── Supplied data
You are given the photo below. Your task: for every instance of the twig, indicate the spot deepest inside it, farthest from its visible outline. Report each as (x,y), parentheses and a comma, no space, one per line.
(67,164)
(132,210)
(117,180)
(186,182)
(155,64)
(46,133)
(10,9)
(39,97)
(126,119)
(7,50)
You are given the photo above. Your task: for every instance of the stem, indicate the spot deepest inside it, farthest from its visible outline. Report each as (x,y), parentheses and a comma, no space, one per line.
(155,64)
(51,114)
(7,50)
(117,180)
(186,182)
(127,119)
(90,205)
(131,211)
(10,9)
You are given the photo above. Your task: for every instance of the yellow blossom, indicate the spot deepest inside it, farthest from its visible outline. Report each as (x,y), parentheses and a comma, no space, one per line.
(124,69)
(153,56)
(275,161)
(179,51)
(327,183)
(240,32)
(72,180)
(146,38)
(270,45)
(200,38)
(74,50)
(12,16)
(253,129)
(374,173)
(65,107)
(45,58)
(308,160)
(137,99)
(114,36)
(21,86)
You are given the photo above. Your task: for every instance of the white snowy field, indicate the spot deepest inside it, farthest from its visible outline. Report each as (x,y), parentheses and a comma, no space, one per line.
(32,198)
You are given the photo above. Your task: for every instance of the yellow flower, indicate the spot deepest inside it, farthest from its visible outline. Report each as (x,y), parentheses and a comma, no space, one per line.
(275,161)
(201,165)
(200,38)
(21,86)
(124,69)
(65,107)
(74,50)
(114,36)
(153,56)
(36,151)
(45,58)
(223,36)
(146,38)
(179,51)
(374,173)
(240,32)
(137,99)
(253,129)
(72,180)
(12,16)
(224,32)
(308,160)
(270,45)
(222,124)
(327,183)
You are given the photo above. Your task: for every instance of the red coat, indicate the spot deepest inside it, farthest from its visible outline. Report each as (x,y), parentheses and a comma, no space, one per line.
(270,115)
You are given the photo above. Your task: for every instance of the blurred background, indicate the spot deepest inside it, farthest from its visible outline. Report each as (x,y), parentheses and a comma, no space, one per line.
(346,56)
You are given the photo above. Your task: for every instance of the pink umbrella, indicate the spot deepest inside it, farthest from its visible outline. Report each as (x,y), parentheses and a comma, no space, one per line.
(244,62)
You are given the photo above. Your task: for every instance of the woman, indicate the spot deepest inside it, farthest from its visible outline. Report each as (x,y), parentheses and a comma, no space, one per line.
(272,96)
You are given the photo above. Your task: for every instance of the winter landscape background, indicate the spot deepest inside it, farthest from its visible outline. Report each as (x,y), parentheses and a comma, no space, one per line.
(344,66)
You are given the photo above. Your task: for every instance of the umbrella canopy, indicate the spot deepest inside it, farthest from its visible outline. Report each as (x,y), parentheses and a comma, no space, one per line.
────
#### [Set task]
Copy everything in the listing above from the line containing "of the winter" down to the end of the listing, requests included. Scale each coordinate in the answers by 2.15 and round it to a whole number, with halves rounded up.

#### [Answer to the problem]
You are given the photo above. Your task: for every instance of the winter landscape background, indicate the spot deepest inside it, farthest from its visible outline. Report each as (x,y), parentheses and a comma, no space, one per line.
(740,142)
You are given the photo above. Your task: for every instance of the umbrella canopy, indicate the spot deepest inside it, farthest from its visible outline. Report each as (x,y), parentheses and a comma, no space, one per line.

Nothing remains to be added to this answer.